* begin *

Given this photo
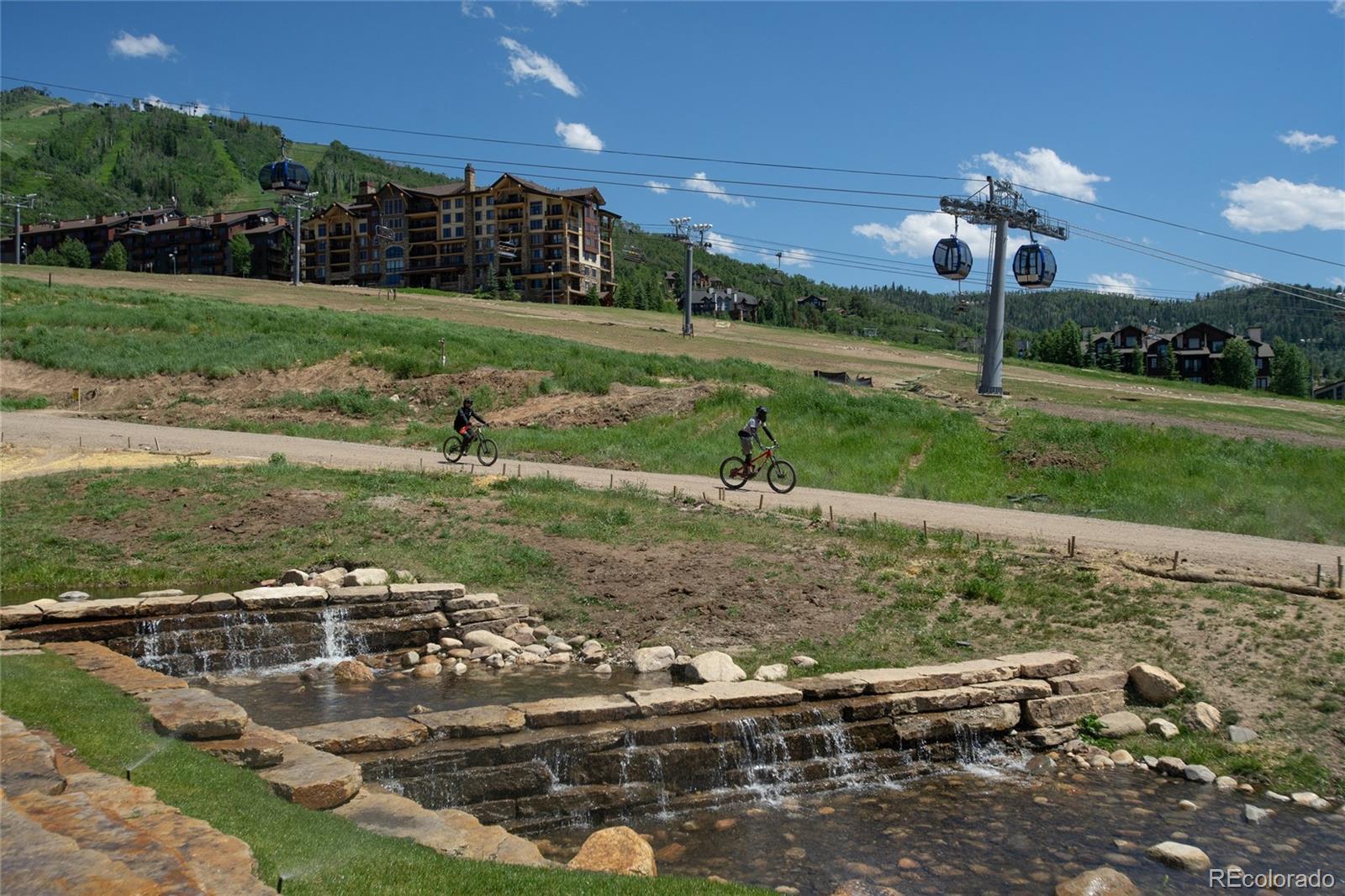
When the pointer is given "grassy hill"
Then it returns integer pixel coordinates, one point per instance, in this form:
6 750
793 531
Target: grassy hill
89 159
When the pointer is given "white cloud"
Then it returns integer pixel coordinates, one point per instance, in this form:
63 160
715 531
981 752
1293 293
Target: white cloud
918 235
1306 141
1042 168
128 45
194 109
797 259
1273 203
578 136
1122 282
526 64
556 6
701 183
721 245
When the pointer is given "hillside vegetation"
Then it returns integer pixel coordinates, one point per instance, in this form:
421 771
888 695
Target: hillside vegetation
98 159
860 440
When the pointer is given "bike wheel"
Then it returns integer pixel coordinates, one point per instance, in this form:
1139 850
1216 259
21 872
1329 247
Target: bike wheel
731 472
780 477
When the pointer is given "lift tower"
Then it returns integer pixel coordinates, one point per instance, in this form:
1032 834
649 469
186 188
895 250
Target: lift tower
1004 208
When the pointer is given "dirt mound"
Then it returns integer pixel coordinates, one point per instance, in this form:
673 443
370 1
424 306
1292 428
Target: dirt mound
620 405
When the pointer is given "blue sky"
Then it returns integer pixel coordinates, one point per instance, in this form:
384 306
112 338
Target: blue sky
1223 116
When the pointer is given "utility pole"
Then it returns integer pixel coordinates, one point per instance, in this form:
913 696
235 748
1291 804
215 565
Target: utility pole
19 202
683 228
1004 208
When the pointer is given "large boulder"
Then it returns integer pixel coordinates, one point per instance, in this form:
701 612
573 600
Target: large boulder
1203 717
712 667
1098 882
616 851
1183 856
654 658
1156 685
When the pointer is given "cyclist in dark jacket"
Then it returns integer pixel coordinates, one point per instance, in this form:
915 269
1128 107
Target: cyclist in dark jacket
463 421
750 434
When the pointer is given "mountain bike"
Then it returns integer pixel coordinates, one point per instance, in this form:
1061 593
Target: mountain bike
457 444
779 474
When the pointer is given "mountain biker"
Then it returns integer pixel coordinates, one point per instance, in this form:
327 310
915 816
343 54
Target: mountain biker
750 434
463 421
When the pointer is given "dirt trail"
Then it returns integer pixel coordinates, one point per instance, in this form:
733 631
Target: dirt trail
1214 549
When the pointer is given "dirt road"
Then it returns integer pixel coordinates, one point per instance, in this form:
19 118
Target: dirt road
1243 553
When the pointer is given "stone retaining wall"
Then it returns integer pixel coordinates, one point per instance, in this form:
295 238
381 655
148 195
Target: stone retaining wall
531 766
259 627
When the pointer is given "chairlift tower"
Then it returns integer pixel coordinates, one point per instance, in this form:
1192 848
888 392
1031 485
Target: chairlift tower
1002 208
18 203
683 228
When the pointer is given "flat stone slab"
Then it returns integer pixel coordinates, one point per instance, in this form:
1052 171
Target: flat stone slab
1089 683
358 595
973 672
19 615
829 687
1017 689
257 747
441 589
29 762
362 735
215 603
313 777
195 714
277 596
746 694
475 721
672 701
1067 709
932 701
80 609
166 604
1042 663
447 831
578 710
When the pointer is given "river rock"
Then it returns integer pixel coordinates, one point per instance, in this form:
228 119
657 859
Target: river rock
710 667
1122 724
1203 717
1183 856
1154 683
350 672
1163 728
616 851
193 714
367 576
482 638
1098 882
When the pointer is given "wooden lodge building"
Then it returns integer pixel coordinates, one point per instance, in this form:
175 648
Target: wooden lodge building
555 244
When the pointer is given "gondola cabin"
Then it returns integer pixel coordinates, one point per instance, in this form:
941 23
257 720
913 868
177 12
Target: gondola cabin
952 259
1033 266
284 177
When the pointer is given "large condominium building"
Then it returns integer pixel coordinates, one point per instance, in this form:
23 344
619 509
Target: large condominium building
553 244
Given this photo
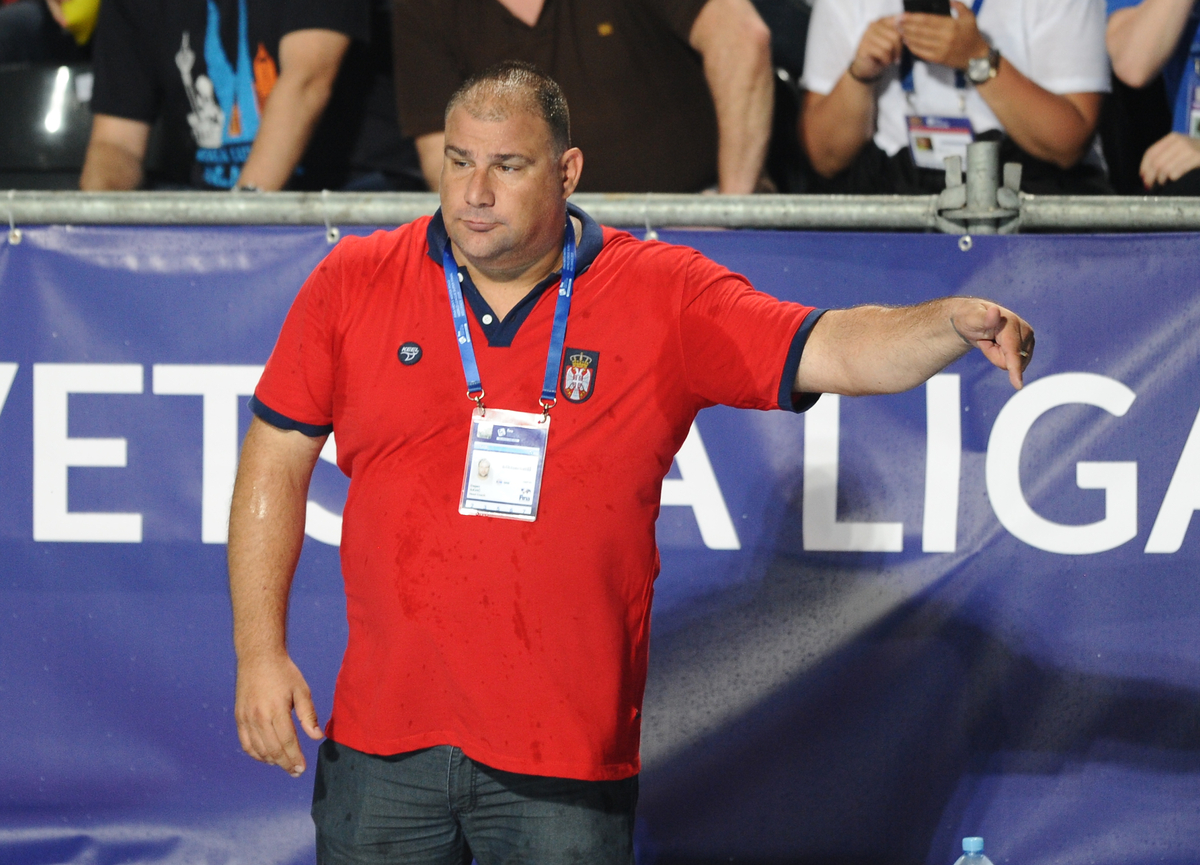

* end *

[Problem statement] Show every line in the entries above that contains the word "dirt".

[In response]
When the pointer is given "dirt mound"
Target: dirt mound
When the pointer is given "dirt trail"
Target: dirt trail
When the pointer is given "dirt road"
Target: dirt road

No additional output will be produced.